DOCUMENT PASSAGE:

I am using openbox as WM.


----------



## wblock@ (Nov 9, 2010)

Yes.  Of course you won't get the features it provides, like input device hotplugging for X.


----------



## phoenix (Nov 9, 2010)

Input device hot-plugging (ie, keyboards and mice) has been available in FreeBSD for over a decade, long before Linux devs ever thought of HAL.    All it required was using moused() to configure the mouse at the console, then configuring X to use /dev/sysmouse as the mouse device.  That's been the standard way to do mousing in FreeBSD since at least version 4.0 (when I started using it for a desktop).  Even worked for PS/2 mice.


----------



## aragon (Nov 9, 2010)

Recompile x11-servers/xorg-server with HAL support disabled.  You can still leave your desktop environment with HAL support for USB disk hot plug support, if you like.

WRITTEN TASK A: According to the forum thread, what device should X be configured to use as the mouse device?

THE DATA:

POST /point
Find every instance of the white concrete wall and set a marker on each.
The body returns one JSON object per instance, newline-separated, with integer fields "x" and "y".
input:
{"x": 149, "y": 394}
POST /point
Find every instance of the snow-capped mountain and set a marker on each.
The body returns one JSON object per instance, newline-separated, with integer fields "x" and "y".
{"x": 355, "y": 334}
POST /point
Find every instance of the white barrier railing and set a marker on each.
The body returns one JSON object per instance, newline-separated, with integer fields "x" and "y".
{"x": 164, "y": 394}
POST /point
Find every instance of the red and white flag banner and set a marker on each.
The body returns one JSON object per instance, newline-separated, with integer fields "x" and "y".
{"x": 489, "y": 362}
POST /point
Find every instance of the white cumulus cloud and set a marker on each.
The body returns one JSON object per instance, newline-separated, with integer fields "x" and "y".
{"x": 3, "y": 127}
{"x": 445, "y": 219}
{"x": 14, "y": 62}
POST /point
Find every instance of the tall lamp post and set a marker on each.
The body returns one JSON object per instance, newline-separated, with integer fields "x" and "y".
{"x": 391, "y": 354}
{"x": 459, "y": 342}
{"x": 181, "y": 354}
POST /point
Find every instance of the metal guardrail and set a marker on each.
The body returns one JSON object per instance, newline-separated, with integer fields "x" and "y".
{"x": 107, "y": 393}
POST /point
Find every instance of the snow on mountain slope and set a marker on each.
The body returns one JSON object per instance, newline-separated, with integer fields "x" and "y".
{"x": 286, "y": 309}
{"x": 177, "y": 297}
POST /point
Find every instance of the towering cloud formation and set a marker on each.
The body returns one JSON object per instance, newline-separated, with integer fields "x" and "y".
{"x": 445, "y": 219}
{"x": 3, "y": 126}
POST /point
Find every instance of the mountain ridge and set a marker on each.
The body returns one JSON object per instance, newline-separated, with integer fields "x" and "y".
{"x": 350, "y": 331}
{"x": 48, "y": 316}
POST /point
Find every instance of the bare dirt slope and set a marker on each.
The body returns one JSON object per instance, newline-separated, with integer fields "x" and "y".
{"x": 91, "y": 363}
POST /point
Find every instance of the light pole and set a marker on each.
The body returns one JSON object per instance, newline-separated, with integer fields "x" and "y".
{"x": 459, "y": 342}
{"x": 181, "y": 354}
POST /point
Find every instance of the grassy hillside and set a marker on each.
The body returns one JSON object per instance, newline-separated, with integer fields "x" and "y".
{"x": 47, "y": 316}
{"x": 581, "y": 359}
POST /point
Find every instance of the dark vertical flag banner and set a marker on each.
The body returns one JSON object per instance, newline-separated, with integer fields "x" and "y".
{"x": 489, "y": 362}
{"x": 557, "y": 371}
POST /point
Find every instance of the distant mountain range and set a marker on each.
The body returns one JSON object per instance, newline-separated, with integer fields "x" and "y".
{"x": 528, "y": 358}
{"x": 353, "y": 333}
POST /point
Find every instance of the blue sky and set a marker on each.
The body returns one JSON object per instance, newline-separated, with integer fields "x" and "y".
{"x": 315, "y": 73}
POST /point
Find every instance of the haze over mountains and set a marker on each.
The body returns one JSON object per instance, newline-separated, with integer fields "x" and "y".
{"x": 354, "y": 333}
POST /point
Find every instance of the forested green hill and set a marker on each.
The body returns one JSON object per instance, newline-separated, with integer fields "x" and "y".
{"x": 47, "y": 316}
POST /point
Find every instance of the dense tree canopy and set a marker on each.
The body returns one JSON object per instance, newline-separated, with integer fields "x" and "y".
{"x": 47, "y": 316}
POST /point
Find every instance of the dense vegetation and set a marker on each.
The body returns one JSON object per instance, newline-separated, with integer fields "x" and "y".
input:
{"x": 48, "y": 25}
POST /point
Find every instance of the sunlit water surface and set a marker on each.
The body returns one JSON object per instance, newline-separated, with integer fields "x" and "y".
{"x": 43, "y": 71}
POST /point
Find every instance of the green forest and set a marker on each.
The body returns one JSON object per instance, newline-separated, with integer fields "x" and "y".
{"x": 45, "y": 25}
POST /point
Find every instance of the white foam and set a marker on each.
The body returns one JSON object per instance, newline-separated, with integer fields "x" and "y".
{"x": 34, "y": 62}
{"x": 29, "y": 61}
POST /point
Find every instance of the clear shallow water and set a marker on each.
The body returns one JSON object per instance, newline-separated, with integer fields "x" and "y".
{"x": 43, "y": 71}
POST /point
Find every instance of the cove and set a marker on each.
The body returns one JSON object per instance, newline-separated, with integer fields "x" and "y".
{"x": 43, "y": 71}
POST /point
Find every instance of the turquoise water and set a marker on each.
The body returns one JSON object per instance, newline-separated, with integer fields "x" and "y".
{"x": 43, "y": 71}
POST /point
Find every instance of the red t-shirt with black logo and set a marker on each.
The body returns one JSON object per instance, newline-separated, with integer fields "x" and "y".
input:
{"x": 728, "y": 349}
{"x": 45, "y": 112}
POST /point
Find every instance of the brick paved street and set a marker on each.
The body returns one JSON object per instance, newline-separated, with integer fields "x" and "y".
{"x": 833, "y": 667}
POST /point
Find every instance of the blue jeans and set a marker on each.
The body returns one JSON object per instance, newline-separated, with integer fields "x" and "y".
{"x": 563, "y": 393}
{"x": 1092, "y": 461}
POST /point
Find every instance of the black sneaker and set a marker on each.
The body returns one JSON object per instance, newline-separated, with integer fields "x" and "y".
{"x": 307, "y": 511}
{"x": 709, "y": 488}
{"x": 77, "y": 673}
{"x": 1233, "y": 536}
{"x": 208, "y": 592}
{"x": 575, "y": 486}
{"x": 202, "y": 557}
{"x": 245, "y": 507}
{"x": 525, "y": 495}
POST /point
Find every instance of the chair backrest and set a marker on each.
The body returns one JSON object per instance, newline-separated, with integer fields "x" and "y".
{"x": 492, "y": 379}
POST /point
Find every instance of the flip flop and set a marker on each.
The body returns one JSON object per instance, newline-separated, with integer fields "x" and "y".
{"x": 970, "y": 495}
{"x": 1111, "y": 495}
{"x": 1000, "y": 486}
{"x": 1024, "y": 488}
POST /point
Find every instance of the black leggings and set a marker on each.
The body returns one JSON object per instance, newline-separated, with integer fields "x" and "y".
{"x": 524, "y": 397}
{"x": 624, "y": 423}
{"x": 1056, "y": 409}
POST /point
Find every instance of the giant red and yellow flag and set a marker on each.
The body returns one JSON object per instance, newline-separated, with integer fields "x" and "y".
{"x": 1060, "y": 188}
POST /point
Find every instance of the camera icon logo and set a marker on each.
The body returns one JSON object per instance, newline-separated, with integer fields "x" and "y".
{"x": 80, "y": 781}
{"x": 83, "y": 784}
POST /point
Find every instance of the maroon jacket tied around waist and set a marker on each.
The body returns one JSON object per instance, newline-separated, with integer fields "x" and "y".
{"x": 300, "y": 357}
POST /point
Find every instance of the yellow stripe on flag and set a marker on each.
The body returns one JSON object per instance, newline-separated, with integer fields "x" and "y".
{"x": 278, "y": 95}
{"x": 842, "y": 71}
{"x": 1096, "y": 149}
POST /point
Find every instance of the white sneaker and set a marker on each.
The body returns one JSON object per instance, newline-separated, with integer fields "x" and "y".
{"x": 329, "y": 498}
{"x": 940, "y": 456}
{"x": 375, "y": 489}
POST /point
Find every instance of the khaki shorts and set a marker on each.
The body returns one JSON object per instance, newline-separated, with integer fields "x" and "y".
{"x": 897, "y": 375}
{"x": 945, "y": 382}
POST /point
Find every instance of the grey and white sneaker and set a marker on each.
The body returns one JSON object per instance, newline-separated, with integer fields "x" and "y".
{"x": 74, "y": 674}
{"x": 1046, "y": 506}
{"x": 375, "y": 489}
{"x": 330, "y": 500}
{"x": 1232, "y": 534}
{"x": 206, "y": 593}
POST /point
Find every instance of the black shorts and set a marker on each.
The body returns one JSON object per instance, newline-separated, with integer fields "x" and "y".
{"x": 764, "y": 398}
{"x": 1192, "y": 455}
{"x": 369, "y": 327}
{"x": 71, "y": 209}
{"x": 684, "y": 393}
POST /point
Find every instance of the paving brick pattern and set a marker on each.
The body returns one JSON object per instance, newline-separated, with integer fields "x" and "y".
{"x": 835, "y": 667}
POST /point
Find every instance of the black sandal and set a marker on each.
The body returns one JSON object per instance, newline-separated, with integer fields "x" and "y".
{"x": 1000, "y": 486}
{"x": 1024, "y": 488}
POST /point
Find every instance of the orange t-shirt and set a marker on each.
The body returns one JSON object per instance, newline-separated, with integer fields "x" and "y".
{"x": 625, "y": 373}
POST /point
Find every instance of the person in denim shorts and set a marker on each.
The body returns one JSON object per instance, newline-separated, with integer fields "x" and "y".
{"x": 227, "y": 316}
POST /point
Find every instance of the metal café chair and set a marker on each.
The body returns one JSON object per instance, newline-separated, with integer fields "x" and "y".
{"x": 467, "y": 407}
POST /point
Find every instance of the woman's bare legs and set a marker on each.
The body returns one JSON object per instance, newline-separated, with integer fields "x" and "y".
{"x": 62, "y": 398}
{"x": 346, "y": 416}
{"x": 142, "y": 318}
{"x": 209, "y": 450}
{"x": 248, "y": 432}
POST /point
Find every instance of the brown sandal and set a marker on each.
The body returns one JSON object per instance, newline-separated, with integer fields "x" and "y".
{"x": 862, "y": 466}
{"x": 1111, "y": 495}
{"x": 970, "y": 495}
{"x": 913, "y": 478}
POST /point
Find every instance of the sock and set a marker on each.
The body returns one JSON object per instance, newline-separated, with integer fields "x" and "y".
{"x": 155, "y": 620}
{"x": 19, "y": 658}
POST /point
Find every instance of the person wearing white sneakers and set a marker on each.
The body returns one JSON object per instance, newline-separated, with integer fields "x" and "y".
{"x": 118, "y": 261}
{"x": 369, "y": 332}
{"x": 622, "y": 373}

WRITTEN TASK B: Extract every line of the entries that contains the string "black". Case counts.

CORRECT RESPONSE A: /dev/sysmouse

CORRECT RESPONSE B:
Find every instance of the red t-shirt with black logo and set a marker on each.
Find every instance of the black sneaker and set a marker on each.
Find every instance of the black leggings and set a marker on each.
Find every instance of the black shorts and set a marker on each.
Find every instance of the black sandal and set a marker on each.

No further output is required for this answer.